Given request :: Update the material below by replacing every "Target" with "Object" and keeping everything else the same.

Material for this exercise ::
....................
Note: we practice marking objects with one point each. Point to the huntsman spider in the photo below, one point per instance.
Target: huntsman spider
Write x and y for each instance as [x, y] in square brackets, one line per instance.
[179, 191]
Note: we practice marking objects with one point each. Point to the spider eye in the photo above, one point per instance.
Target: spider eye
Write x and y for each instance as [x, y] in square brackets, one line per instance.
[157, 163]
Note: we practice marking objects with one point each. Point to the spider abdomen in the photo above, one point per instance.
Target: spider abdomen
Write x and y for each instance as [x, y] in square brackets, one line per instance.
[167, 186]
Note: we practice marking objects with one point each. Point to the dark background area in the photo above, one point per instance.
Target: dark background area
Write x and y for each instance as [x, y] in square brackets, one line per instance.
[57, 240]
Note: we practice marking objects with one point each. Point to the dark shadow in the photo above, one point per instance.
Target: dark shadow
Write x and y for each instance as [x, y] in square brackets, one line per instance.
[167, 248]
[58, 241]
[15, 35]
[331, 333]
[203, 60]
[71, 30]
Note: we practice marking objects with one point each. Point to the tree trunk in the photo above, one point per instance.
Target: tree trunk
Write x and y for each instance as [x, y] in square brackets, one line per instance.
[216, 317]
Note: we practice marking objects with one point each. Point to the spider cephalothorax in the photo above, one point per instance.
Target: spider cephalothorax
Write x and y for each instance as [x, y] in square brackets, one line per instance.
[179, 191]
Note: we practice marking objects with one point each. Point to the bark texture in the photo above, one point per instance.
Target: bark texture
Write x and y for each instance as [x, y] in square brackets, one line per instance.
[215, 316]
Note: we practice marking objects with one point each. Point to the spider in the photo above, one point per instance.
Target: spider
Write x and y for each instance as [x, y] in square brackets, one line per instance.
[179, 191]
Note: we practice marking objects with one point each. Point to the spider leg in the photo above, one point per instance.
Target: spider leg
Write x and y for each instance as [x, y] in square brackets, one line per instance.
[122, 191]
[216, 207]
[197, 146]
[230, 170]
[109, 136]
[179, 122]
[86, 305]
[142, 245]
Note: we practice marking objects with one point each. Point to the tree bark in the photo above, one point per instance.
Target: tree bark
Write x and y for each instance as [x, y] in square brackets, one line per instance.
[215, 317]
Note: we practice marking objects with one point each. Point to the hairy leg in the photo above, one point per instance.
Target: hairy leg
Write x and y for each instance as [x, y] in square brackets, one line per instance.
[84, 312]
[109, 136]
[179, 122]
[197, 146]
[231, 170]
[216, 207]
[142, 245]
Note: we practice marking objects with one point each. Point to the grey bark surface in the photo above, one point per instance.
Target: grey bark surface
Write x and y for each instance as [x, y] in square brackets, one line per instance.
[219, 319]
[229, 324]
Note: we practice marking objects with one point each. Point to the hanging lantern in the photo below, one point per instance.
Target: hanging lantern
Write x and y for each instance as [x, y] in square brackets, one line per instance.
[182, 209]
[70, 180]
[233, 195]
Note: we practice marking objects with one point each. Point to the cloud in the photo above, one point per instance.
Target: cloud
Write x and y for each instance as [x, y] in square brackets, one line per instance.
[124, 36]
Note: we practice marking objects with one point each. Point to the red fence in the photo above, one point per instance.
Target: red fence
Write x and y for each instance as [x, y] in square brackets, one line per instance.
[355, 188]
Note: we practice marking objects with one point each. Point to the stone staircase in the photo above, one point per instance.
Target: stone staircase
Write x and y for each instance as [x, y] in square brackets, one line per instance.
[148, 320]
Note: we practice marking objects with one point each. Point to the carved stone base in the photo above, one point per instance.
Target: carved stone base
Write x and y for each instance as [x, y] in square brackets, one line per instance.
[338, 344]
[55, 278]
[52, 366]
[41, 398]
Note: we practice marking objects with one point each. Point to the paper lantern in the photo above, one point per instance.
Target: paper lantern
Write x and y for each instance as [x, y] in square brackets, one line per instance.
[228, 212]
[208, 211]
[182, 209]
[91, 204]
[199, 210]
....................
Full answer ::
Note: we practice marking objects with one point each. Point to the huntsman spider in the photo below, one point per instance.
Object: huntsman spider
Write x and y for each instance as [x, y] in square brackets, one line per instance.
[179, 191]
Note: we practice marking objects with one point each. Point to the spider eye in the photo above, one point per instance.
Object: spider eye
Write x and y for each instance as [x, y] in square brackets, one line per instance.
[157, 163]
Note: we practice marking objects with one point each. Point to the spider abdomen in the photo above, one point per instance.
Object: spider abdomen
Write x and y for each instance as [x, y] in square brackets, one line per instance.
[167, 186]
Note: we practice marking objects with one point each. Point to the dark background area in the photo above, one point per instance.
Object: dark background area
Write x and y for each instance as [x, y] in square brackets, one line per instance.
[57, 240]
Note: we practice marking objects with one point each. Point to the dark shadow in the photo above, one point per instance.
Object: dark shadow
Write x and y for each instance as [x, y] in square brackets, one line per instance.
[167, 248]
[58, 241]
[15, 35]
[331, 333]
[203, 60]
[71, 30]
Note: we practice marking objects with one point each. Point to the tree trunk in the photo above, one point per instance.
Object: tree trunk
Write x and y for each instance as [x, y] in square brackets, one line per instance.
[216, 317]
Note: we practice marking objects with one point each. Point to the spider cephalothorax in the photo above, one point per instance.
Object: spider cephalothorax
Write x and y for each instance as [x, y] in square brackets, one line per instance.
[179, 191]
Note: we practice marking objects with one point each. Point to the bark texture in the photo above, one point per instance.
Object: bark texture
Write x and y for each instance as [x, y] in square brackets, one line per instance.
[215, 316]
Note: we practice marking objects with one point each. Point to the spider in the photo above, one point per instance.
Object: spider
Write x and y for each instance as [x, y] in square brackets, one line per instance.
[179, 191]
Note: we practice marking objects with one point each. Point to the spider leg in the photo above, one point per instance.
Object: spider leg
Write x and y for each instance as [x, y] in square brackets, one line per instance.
[122, 191]
[216, 207]
[197, 146]
[230, 170]
[109, 136]
[179, 122]
[86, 305]
[142, 245]
Note: we practice marking objects with one point each. Point to the tree bark in the photo above, one point per instance.
Object: tree bark
Write x and y for each instance as [x, y] in square brackets, one line per instance.
[215, 317]
Note: we practice marking objects with one point each. Point to the hairy leg in the photo above, one point per instance.
Object: hairy leg
Write x and y for each instance as [x, y] in square brackets, one line per instance.
[84, 312]
[109, 136]
[179, 122]
[197, 146]
[231, 170]
[216, 207]
[142, 245]
Note: we practice marking objects with one point each. Point to the grey bark surface in the photo above, one point per instance.
Object: grey bark surface
Write x and y for each instance as [x, y] in square brackets, one line per instance.
[219, 319]
[229, 324]
Note: we practice marking objects with one point each. Point to the hanging lantern in the photo below, one point per instance.
Object: hanging lantern
Write x and y for each instance as [x, y] in square brackets, one line per instance.
[182, 209]
[70, 180]
[233, 195]
Note: we practice marking objects with one point each. Point to the cloud in the photo above, one point per instance.
Object: cloud
Write x and y for each instance as [x, y] in square brackets, one line per instance.
[124, 36]
Note: we practice marking objects with one point each. Point to the red fence in the photo above, one point per instance.
Object: red fence
Write x and y for each instance as [x, y] in square brackets, one line per instance.
[355, 188]
Note: we practice marking objects with one point each. Point to the stone staircase in the photo above, one point per instance.
Object: stone staircase
Write x and y for each instance as [x, y] in square brackets, one line per instance.
[148, 320]
Note: we practice marking objects with one point each. Point to the carved stone base in the photo above, one point per instance.
Object: carved stone base
Write x and y for each instance as [x, y] in square brackets, one line per instance.
[338, 344]
[55, 278]
[52, 366]
[41, 398]
Note: we practice marking objects with one point each. Point to the paper lantern in the photo above, one point per instance.
Object: paper lantern
Write x and y for each instance as [x, y] in square brackets, one line per instance.
[228, 212]
[208, 211]
[182, 209]
[91, 204]
[199, 210]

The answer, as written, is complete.